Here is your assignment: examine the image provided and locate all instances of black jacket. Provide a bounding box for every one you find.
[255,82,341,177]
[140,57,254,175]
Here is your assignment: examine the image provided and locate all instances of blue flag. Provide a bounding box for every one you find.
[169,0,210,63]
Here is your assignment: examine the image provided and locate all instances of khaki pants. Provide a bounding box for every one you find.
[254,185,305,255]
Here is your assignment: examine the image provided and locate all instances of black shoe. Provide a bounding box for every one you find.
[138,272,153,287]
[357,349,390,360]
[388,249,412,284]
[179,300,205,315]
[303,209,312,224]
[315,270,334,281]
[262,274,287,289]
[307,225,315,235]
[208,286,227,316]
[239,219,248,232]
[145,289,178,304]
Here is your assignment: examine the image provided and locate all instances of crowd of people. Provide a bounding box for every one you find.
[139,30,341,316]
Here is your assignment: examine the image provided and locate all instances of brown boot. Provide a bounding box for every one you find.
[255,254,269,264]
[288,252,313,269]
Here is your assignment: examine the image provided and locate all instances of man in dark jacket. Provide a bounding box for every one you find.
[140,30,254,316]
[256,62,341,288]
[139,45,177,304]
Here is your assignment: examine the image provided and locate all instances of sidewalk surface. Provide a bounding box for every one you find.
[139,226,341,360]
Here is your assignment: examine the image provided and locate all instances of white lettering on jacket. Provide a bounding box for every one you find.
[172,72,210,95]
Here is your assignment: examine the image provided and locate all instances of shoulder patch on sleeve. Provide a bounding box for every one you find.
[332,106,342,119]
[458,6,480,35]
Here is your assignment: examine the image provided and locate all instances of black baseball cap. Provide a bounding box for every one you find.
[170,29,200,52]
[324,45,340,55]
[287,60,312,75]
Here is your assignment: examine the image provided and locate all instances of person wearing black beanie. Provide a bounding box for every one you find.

---------------

#### Written request
Present every one of the lines above as a numbered list, omitting any blank lines.

#### In response
1. Here is your assignment: examine the image provided and locate all instances of black jacket. Provide a bounding box for every one you find.
2. [255,82,341,177]
3. [140,57,254,175]
4. Here is your assignment: examine the image provided and locate all instances of blue flag. Provide a bounding box for every one you find.
5. [169,0,210,63]
6. Here is your assignment: examine the image provided and locate all instances of khaki pants. Provide a bounding box for every one you find.
7. [254,185,305,255]
8. Here is your assignment: examine the image provided and locate all instances of black shoe. Provide a bounding box for every one you find.
9. [138,272,153,287]
10. [357,349,390,360]
11. [388,249,412,284]
12. [179,300,205,315]
13. [303,209,312,224]
14. [315,270,334,281]
15. [262,274,287,289]
16. [307,225,315,235]
17. [208,286,227,316]
18. [239,219,248,232]
19. [145,289,178,304]
20. Here is your assignment: examine the image provided and locate all instances of crowd of people. Provide a bounding box for every one you find.
21. [139,30,341,316]
22. Here is your assignment: examine the image provided and locate all instances of brown boot. Provide a bounding box for every one you find.
23. [255,254,269,264]
24. [288,252,313,269]
25. Here is your assignment: examine the image provided and locate all instances of man in dark jacket. Provide a bounding box for every one you find.
26. [140,30,254,316]
27. [256,62,341,288]
28. [139,45,177,304]
29. Here is your assignment: examine the image provided and locate all instances of sidewalk surface. Provide a bounding box for every one you find.
30. [139,226,341,360]
31. Here is your assignment: examine the image provided and locate all instances of white lettering on jacket. Provide a bounding box for every one you find.
32. [172,72,210,95]
33. Here is your assignment: examine the image provided and locate all instances of shoulder patch on sleeve. Provide a bounding box for every one you find.
34. [332,106,342,119]
35. [458,6,480,35]
36. Here is your assignment: examine the image provided and locate all instances of black baseball cap. Provide a bounding box for every one you find.
37. [170,29,200,52]
38. [324,45,340,55]
39. [287,60,312,75]
40. Here is your assignment: examine the image provided and locate all instances of person wearing black beanie. Provide a bounding box for every one you find.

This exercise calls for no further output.